• [Goal] Return every one of the following entries unchanged, line for line.
## start Entries
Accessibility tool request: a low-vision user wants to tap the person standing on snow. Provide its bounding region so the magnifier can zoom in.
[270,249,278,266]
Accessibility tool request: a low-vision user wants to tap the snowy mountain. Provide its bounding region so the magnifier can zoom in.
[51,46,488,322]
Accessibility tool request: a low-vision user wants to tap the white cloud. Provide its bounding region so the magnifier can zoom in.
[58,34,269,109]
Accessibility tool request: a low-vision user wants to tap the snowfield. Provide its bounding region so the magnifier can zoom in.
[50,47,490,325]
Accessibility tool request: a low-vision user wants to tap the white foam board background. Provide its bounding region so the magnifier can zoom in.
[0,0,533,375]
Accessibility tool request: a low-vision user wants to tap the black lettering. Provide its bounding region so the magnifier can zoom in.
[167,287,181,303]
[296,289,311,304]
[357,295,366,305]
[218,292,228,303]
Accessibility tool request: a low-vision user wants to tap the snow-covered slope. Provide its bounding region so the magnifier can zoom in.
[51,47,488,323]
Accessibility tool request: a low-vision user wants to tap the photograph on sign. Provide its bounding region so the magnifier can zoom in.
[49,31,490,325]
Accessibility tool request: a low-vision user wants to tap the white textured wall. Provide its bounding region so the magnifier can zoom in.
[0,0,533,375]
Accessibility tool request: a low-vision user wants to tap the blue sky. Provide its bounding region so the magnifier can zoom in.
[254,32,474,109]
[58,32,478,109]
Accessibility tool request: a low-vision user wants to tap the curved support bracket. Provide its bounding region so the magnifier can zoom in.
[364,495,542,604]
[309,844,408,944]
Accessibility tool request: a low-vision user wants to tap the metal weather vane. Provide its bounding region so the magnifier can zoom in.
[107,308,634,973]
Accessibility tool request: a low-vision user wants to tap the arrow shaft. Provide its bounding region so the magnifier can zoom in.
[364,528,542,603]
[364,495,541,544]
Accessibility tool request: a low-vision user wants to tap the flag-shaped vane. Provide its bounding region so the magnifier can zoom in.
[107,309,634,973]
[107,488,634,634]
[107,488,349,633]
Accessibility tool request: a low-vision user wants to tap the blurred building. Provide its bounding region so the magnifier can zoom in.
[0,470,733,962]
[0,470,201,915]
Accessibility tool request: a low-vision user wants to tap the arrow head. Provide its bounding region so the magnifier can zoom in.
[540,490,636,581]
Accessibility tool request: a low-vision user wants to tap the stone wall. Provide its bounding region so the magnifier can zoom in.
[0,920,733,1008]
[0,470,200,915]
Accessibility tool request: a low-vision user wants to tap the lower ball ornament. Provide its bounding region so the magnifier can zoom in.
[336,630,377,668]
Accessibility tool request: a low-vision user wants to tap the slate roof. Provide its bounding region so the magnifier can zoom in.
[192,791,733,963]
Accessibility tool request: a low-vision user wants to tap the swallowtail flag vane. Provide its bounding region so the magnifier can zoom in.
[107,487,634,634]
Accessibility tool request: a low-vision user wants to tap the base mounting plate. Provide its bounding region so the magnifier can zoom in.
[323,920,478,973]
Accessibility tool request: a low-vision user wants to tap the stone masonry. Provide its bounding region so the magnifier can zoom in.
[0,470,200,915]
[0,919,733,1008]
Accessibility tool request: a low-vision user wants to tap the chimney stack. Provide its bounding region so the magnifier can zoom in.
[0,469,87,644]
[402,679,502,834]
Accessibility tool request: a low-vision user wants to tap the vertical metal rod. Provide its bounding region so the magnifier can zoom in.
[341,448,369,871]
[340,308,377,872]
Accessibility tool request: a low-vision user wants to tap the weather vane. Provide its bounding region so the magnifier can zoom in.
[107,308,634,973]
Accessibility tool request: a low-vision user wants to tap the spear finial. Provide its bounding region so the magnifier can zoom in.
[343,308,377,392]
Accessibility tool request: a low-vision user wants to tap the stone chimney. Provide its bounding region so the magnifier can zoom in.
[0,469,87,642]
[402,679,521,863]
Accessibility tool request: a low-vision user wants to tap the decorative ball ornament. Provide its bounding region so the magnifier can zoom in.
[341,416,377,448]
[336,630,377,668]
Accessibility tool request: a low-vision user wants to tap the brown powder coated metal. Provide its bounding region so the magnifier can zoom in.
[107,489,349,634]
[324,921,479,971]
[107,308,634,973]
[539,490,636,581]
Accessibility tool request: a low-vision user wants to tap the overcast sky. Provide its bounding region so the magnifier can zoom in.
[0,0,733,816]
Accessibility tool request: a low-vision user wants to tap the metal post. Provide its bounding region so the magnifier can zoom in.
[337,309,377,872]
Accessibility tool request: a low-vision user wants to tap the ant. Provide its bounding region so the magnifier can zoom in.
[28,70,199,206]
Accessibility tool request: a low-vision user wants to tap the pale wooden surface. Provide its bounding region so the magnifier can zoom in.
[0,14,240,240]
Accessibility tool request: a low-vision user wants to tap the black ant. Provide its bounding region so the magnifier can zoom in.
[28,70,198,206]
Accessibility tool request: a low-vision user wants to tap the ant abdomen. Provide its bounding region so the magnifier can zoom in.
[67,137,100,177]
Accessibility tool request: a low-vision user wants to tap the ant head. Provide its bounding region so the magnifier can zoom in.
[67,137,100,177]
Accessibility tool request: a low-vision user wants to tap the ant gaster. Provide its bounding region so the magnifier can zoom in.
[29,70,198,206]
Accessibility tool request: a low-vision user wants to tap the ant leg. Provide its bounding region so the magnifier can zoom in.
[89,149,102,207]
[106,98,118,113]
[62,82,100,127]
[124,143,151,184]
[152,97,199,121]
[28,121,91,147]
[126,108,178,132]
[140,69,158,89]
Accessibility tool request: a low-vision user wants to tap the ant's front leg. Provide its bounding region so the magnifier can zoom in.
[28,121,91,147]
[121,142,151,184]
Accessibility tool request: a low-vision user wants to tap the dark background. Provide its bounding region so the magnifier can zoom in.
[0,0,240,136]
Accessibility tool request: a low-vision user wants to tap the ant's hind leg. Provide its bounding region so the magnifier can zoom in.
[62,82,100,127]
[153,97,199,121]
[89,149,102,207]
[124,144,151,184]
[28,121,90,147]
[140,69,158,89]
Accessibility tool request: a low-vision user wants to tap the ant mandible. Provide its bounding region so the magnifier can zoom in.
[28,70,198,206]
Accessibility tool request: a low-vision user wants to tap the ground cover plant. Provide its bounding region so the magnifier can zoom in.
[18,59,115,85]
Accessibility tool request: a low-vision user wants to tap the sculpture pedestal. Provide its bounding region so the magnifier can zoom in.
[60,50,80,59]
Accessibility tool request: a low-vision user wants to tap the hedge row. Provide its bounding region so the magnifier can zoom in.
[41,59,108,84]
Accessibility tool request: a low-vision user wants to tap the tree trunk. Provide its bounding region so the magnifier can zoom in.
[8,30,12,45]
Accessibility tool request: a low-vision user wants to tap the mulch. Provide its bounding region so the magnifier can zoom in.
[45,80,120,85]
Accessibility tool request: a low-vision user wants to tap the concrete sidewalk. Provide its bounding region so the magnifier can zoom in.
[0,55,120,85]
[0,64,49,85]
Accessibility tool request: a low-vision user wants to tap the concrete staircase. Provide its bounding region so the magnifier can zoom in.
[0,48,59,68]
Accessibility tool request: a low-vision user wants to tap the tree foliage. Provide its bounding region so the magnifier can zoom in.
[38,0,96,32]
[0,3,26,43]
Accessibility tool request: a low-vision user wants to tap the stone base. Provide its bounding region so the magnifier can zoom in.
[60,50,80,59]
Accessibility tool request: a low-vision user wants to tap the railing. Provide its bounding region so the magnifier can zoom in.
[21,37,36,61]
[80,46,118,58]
## end Entries
• [Solution]
Accessibility tool request: a low-vision user wants to tap the person standing on snow. Provide its bounding region so the magnifier can zoom in.
[270,249,278,266]
Accessibility tool request: a low-vision user wants to tap the snowy mountain. Provide its bounding region so the magnifier can zoom in.
[51,46,488,322]
Accessibility tool request: a low-vision user wants to tap the white cloud. Provide its bounding region so the magnifier can zoom in.
[58,34,269,109]
Accessibility tool request: a low-vision user wants to tap the snowfield. Provide its bounding region so the magnifier can zoom in.
[50,47,490,325]
Accessibility tool request: a low-vision user wants to tap the white foam board background. Provide its bounding region so the magnifier can zoom in.
[0,0,533,375]
Accessibility tool request: a low-vision user wants to tap the black lettering. Provide its bounding region so the magnifier can zoom in.
[167,287,181,303]
[296,289,311,304]
[357,295,366,305]
[218,292,228,303]
Accessibility tool request: a low-vision user wants to tap the snow-covered slope. Provide its bounding region so the magnifier can zoom in.
[51,47,488,323]
Accessibility tool request: a low-vision user wants to tap the photograph on sign. Provide its bounding region so the magnifier can zoom in.
[49,31,490,325]
Accessibility tool request: a low-vision user wants to tap the white textured wall. Provide its bounding region so the magnifier can zoom in.
[0,0,533,375]
Accessibility tool request: a low-vision user wants to tap the blue sky. Provide its bounding region so the magnifier can zoom in.
[254,32,474,109]
[58,32,478,109]
Accessibility tool request: a low-vision user wants to tap the curved support bracket. Provide its bounding region so the magnifier can zoom in.
[364,495,542,604]
[309,844,408,944]
Accessibility tool request: a low-vision user wants to tap the metal weather vane. Provide its bounding region so the magnifier can zoom in.
[107,308,634,973]
Accessibility tool request: a low-vision user wants to tap the arrow shaft. Provide its bounding region so the magnifier can zoom in.
[364,528,542,603]
[364,495,541,544]
Accessibility tool request: a low-vision user wants to tap the flag-shaped vane. Provide its bounding region so the magnifier can zoom in.
[107,309,634,973]
[107,488,634,634]
[107,488,349,633]
Accessibility tool request: a low-vision user wants to tap the blurred building. Provide its bounding region so the magnifier can zoom in.
[0,470,733,962]
[0,470,201,915]
Accessibility tool request: a low-vision user wants to tap the arrow head. Provide its bounding region so the magnifier can zoom in.
[540,490,636,581]
Accessibility tool request: a low-vision user wants to tap the stone wall. Provide its bounding region so the magnifier can zoom in.
[0,920,733,1008]
[0,470,200,915]
Accessibility tool request: a low-vision user wants to tap the lower ball ornament. Provide its bounding region so the magnifier can zoom in.
[336,630,377,668]
Accessibility tool request: a low-vision user wants to tap the slate roof. Provide its bounding region so the magnifier can zoom in.
[192,791,733,963]
Accessibility tool request: a low-vision user wants to tap the swallowtail flag vane. Provide its bounding region so the magnifier can zoom in.
[107,487,634,634]
Accessibility tool request: a low-vision user wants to tap the base mounting plate. Provide its bounding region so the magnifier can zoom in.
[323,920,478,973]
Accessibility tool request: a low-vision user wants to tap the stone masonry. Provide its bounding region so the magnifier can zoom in.
[0,470,200,915]
[0,919,733,1008]
Accessibility tool request: a low-vision user wants to tap the chimney stack. Provide its bounding region so the magnifier can zoom in.
[0,469,87,644]
[402,679,502,834]
Accessibility tool request: a low-vision user wants to tap the vertical metal rod. Provide its bounding region so the magnifier can zoom in.
[341,448,369,871]
[340,308,377,872]
Accessibility tool request: a low-vision user wants to tap the weather vane. Provide its bounding region so the magnifier can zoom in.
[107,308,634,973]
Accessibility tool request: a low-vision user wants to tap the spear finial. Provide its bounding region so the magnifier can zoom in.
[343,308,377,392]
Accessibility tool request: a low-vision user wants to tap the stone chimney. Provide its bounding region so the magnifier can zoom in.
[0,469,87,642]
[402,679,521,863]
Accessibility tool request: a low-vision user wants to tap the decorative ball ornament. Provide its bounding region so the magnifier can zoom in.
[341,416,377,448]
[336,630,377,668]
Accessibility tool request: a low-vision user wants to tap the brown powder coated metal. Provide its bounding region so the magnifier can zoom in.
[107,489,349,634]
[324,921,479,971]
[107,308,634,973]
[539,490,636,581]
Accessibility tool request: a low-vision user wants to tap the overcast sky. Provide its bounding region so the magnifier can zoom in.
[0,0,733,816]
Accessibility tool request: a low-vision user wants to tap the metal post. Provide its bounding region so the magnifier can zoom in.
[337,309,377,872]
Accessibility tool request: a low-vision user wants to tap the ant. Provide its bounding region so the magnifier can zoom in.
[28,70,199,206]
Accessibility tool request: a low-vision user wants to tap the pale wooden surface. Provide its bounding region so the magnifier can zoom in.
[0,14,240,240]
Accessibility tool request: a low-vision user wants to tap the black ant. Provide its bounding region so the magnifier can zoom in.
[28,70,198,206]
Accessibility tool request: a low-vision user wants to tap the ant abdomen. Provide its bounding region so the magnifier can zoom in.
[67,137,100,177]
Accessibility tool request: a low-vision user wants to tap the ant head. Provide its bounding region so the magnifier can zoom in.
[67,137,100,177]
Accessibility tool request: a low-vision user wants to tap the ant gaster. Provide its bounding region so the magnifier can zoom in.
[29,70,198,206]
Accessibility tool request: a low-vision user wants to tap the ant leg. Provide its bounding region so the magnifier can zoom in.
[89,149,102,207]
[106,98,118,113]
[62,82,100,127]
[124,143,151,184]
[152,97,199,121]
[28,121,91,147]
[126,108,178,132]
[140,69,158,89]
Accessibility tool request: a low-vision user wants to tap the ant's front leg. Provide its bounding region so the magnifier can zoom in.
[28,121,91,147]
[121,142,151,184]
Accessibility tool request: a low-vision user wants to tap the dark background. Provide its bounding region so the magnifier can zoom in.
[0,0,240,136]
Accessibility tool request: a low-vision user wants to tap the ant's hind leg. Provide its bounding region so the magnifier can zoom in.
[62,82,100,127]
[153,97,199,121]
[89,149,102,207]
[124,144,151,184]
[28,121,90,147]
[140,69,158,89]
Accessibility tool request: a low-vision user wants to tap the ant mandible. Provide its bounding region so the magnifier can zoom in.
[28,70,198,206]
Accessibility tool request: a low-vision user wants to tap the ground cover plant. Provide its bounding region so the magnifier can zoom in.
[18,59,115,85]
Accessibility tool request: a low-vision user wants to tap the sculpture pedestal. Provide its bounding region so the magnifier can zoom in.
[60,50,80,59]
Accessibility tool request: a low-vision user wants to tap the hedge row. Provide its bounding region so the magnifier can zoom in.
[41,59,108,84]
Accessibility tool request: a low-vision user wants to tap the tree trunk. Provide its bounding region so the magnifier can zoom in.
[8,30,12,45]
Accessibility tool request: a low-vision user wants to tap the mulch. Provide its bounding region so the magnifier can zoom in.
[45,80,120,85]
Accessibility tool request: a low-vision user wants to tap the concrete sidewalk. Provide its bounding region so the magnifier can zoom in.
[0,55,120,85]
[0,64,49,85]
Accessibility tool request: a low-vision user wants to tap the concrete staircase. Provide its bounding region so the magnifier can zoom in.
[0,48,59,68]
Accessibility tool request: a low-vision user wants to tap the tree foliage. Provide its bounding region so the magnifier can zoom in.
[38,0,96,32]
[0,3,26,43]
Accessibility tool request: a low-vision user wants to tap the stone base. Provide its bounding region so the magnifier can zoom in.
[60,50,80,59]
Accessibility tool request: a low-vision user wants to tap the railing. Provide its bounding region so the magnifier can zoom in.
[21,37,36,61]
[80,46,118,58]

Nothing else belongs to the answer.